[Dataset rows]
= = =

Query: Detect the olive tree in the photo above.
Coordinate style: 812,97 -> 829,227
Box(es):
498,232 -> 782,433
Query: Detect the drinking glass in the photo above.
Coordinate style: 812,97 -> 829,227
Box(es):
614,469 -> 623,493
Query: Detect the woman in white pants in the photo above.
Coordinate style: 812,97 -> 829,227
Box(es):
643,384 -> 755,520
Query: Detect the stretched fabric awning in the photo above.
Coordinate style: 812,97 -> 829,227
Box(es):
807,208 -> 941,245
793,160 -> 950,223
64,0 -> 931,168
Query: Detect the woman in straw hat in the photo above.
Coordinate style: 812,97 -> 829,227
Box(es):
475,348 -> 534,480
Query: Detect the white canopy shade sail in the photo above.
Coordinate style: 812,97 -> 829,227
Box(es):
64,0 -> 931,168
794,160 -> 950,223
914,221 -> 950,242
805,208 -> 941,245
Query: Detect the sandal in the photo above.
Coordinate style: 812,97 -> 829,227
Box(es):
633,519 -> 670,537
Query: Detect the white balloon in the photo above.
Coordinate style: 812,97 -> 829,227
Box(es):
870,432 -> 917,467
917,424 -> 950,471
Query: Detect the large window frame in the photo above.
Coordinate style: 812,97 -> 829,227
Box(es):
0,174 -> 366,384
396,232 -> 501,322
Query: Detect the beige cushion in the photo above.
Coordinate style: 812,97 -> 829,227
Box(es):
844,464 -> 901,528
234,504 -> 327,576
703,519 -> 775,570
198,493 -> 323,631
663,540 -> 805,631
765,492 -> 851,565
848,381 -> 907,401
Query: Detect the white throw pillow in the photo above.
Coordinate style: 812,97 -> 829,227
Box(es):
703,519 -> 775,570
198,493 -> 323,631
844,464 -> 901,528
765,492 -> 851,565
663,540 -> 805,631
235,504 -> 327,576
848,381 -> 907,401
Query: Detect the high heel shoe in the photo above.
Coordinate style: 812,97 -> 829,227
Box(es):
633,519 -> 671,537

= = =

_PROMPT_
Please copy the material from the line holding "Query: Detect the white balloon" through the end, inclusive, swapping "Coordinate style" for "Coordinate format" everywhere it occurs and leaving everything else unchanged.

_WRITTEN ANSWER_
Query: Detect the white balloon in the photo above.
Coordinate format: 812,97 -> 829,227
Box(es):
870,432 -> 917,467
917,424 -> 950,471
Query: Detect the large window frame in the photo above.
Coordinate format: 812,97 -> 829,227
Box(es):
0,174 -> 366,384
396,232 -> 501,322
Query: Detect the beige cushion in the photo above.
Coordinate format: 812,97 -> 829,227
Box(es):
844,464 -> 901,528
234,504 -> 327,576
703,519 -> 775,570
198,493 -> 323,631
663,540 -> 805,631
765,492 -> 851,565
848,381 -> 907,401
Query: Detect the white throw pillow in the photo above.
Coordinate format: 812,97 -> 829,227
Box(es):
703,519 -> 775,570
198,493 -> 323,631
844,464 -> 901,528
765,492 -> 851,565
663,540 -> 805,631
235,504 -> 327,576
848,381 -> 907,401
Query: Detect the high heel shoe in the photo above.
Coordinate format: 812,97 -> 829,227
Box(es):
633,519 -> 671,537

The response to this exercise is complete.